*Your goal*
Could you write these rows out again with "mountain range" renamed to "ridge" everywhere and nothing else changed?
* Begin Input records *
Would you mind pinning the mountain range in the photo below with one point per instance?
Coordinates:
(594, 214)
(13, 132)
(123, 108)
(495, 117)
* End Input records *
*Final result*
Would you mind pinning the ridge in the photo below with one point per instance?
Coordinates:
(594, 214)
(13, 132)
(123, 108)
(495, 117)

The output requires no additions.